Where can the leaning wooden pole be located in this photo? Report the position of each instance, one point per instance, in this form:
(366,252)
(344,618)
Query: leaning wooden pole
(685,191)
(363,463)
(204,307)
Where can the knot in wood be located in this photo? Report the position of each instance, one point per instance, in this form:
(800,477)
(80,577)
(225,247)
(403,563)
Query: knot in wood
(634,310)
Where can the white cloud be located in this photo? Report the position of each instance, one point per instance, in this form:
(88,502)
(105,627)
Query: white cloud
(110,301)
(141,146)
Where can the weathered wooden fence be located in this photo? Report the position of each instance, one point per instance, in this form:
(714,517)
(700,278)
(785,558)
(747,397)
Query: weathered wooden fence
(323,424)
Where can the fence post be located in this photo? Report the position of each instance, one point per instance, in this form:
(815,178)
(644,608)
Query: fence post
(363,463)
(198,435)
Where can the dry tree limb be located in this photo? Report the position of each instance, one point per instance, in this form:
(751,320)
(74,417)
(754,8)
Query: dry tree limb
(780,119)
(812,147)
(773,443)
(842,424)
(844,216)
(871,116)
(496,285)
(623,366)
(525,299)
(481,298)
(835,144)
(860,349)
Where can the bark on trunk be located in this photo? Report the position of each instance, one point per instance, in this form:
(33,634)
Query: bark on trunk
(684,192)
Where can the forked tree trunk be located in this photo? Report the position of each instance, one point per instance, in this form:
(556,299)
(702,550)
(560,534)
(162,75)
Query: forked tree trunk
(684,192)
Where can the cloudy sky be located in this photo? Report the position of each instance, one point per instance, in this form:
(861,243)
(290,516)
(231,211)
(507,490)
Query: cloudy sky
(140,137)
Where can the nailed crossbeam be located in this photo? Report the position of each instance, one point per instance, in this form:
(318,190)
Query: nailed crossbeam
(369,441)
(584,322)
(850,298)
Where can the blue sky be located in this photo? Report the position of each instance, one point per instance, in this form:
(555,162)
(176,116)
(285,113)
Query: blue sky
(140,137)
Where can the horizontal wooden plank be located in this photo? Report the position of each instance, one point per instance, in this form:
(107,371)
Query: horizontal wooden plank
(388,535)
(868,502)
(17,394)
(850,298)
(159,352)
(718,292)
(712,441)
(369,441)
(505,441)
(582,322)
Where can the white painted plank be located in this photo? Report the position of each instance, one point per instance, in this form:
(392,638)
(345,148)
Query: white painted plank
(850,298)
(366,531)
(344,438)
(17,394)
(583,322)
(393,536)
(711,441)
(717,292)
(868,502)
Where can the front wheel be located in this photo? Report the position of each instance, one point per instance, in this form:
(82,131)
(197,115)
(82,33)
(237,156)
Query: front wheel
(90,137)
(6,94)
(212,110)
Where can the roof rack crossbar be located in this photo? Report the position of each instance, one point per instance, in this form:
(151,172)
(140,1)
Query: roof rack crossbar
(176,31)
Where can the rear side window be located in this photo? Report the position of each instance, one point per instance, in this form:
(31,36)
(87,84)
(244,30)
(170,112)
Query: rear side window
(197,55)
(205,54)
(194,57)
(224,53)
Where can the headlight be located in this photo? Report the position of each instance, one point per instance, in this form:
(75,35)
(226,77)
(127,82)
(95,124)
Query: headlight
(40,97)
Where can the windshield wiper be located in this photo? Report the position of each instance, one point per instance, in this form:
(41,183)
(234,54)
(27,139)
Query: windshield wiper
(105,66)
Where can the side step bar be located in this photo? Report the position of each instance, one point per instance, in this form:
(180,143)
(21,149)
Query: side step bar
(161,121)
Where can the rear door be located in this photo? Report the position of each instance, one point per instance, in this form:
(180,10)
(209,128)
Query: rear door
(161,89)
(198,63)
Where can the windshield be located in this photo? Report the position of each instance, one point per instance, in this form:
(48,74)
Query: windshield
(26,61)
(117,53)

------------------------------------------------------------------------

• [Goal]
Rename "Query" to "Label" in the stretch from the line that contains "Where can the headlight" through the last of the lines, and write out only that stretch with nothing else altered.

• [Result of the exercise]
Where can the headlight be located in this photo? Report the position of each instance, one point per instance, in this form:
(75,35)
(226,77)
(127,82)
(95,124)
Label: headlight
(40,97)
Where can the windshield wiper be located in this photo? Report the position of each instance, one point per instance, in this form:
(41,183)
(234,54)
(27,139)
Label: windshield wiper
(105,66)
Where can the side step bar be located in this photo? Report the position of each instance, one point per instance, in this form:
(180,143)
(21,149)
Label: side step bar
(161,121)
Where can the rear door be located in this photo? Report the position of each instance, one point per instance, in this form:
(180,10)
(209,128)
Label: rear door
(161,89)
(198,63)
Where can the windshield be located in this photo? Report the position of each instance, one point per instance, in this form:
(48,74)
Label: windshield
(26,61)
(117,53)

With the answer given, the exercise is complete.